# JOB:
Transcribe each record exactly. Include every one.

# EXCERPTED DATA:
........

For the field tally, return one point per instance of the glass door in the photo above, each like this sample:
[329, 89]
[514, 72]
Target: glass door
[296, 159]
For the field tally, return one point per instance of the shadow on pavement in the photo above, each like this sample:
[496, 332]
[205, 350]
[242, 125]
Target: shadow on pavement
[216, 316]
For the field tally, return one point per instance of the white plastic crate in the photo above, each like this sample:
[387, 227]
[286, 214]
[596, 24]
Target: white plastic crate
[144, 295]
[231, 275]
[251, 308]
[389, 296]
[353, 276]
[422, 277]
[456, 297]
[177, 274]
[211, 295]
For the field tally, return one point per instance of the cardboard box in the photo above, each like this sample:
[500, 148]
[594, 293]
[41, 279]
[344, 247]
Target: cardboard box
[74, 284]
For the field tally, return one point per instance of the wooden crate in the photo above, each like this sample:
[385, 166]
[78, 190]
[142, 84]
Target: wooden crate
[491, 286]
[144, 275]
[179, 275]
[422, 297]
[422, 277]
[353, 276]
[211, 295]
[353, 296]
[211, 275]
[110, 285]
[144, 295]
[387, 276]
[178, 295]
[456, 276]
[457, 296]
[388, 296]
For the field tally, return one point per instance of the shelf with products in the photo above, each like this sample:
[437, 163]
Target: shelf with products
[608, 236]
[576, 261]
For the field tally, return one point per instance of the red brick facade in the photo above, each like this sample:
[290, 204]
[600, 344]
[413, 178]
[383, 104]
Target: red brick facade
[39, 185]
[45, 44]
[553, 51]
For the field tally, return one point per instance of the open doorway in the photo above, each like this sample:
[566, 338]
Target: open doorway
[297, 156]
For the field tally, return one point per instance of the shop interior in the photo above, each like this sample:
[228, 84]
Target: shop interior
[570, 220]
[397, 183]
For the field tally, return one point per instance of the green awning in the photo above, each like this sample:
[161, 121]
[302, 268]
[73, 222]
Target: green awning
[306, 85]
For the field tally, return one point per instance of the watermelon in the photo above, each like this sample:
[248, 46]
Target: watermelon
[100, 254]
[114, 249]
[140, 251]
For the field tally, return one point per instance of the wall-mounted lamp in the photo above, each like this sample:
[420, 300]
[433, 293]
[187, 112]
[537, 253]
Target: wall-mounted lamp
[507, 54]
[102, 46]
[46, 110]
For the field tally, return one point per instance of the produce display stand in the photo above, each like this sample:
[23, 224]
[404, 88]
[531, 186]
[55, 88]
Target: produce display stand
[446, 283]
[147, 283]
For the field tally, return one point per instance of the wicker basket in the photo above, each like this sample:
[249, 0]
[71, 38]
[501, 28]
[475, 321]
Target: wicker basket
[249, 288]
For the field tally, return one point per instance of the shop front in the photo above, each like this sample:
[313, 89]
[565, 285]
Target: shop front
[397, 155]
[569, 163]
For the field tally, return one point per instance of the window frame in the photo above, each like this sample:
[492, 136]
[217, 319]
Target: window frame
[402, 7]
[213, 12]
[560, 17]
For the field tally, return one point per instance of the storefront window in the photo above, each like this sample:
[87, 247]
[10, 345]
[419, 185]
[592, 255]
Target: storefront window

........

# EXERCISE RESULT:
For the field tally, return one point per instance of the glass door in the photo above, each like this sample:
[329, 89]
[514, 72]
Target: glass door
[296, 159]
For the field tally, return one point per instance of the shadow on pavement in the photo above, each like this sample:
[496, 332]
[205, 350]
[242, 125]
Target: shadow on pavement
[216, 316]
For the field tally, return one point per instance of the white plastic crate in the photo above, each like this sample:
[387, 227]
[286, 214]
[596, 24]
Target: white plastic crate
[144, 295]
[231, 275]
[251, 308]
[389, 296]
[353, 276]
[422, 277]
[456, 297]
[177, 274]
[211, 295]
For the field tally, return one point per instance of the cardboard box in the photo above, each like this sample:
[500, 148]
[594, 293]
[41, 279]
[344, 247]
Target: cardboard box
[74, 284]
For the field tally, return one point per instance of the wooden crate in the photo above, each like this sample:
[385, 166]
[78, 190]
[142, 84]
Target: wooden crate
[491, 286]
[144, 275]
[179, 275]
[422, 297]
[422, 277]
[353, 276]
[211, 295]
[353, 296]
[211, 275]
[110, 285]
[144, 295]
[387, 276]
[178, 295]
[456, 276]
[457, 296]
[388, 296]
For the field tally, return one point per instance of the shelf with products in the photo above, each like this sample:
[437, 163]
Target: shelf with products
[608, 236]
[576, 261]
For the field tally, return one point per instance of the red brick facade in the photo above, each like this sample:
[290, 204]
[600, 344]
[413, 178]
[383, 104]
Target: red brick facade
[39, 185]
[45, 44]
[553, 51]
For the field tally, return one point per instance of the open doorway in the photo above, each like this sample:
[566, 338]
Target: open doorway
[297, 156]
For the field tally, return one point per instance of the shop interior in the photo above, each like this sample:
[228, 84]
Target: shop interior
[570, 220]
[397, 183]
For the field tally, return one point per instance of the green awning in the photo above, each like this sample:
[161, 121]
[302, 268]
[73, 222]
Target: green awning
[306, 85]
For the field tally, return one point per instance of the watermelon in the photo above, each like this sample:
[248, 46]
Target: watermelon
[100, 254]
[114, 249]
[140, 251]
For the field tally, return one point per instance of the wall-mounted lamp in the photo above, each like this sample:
[420, 300]
[433, 293]
[187, 112]
[537, 253]
Target: wall-mounted lamp
[507, 54]
[102, 46]
[46, 110]
For the field tally, return one point per instance of the produce display stand in the photo above, each like this sample:
[23, 224]
[404, 88]
[531, 186]
[55, 88]
Target: produce display stand
[446, 283]
[147, 283]
For the field tally, return one point per instance of the wicker basket in the photo above, each like this sample:
[249, 0]
[71, 38]
[501, 28]
[475, 321]
Target: wicker basket
[249, 288]
For the field tally, return one point per instance of the shop front in the photo above, each like this sample:
[313, 89]
[565, 285]
Target: shop front
[397, 155]
[569, 163]
For the field tally, return one point per instance of the window frame in the photo above, each like this sample:
[492, 136]
[217, 319]
Target: window frame
[402, 7]
[213, 12]
[560, 17]
For the field tally, return one point per instance of the storefront window in the photo above, each like this sample:
[87, 247]
[10, 345]
[419, 185]
[592, 255]
Target: storefront window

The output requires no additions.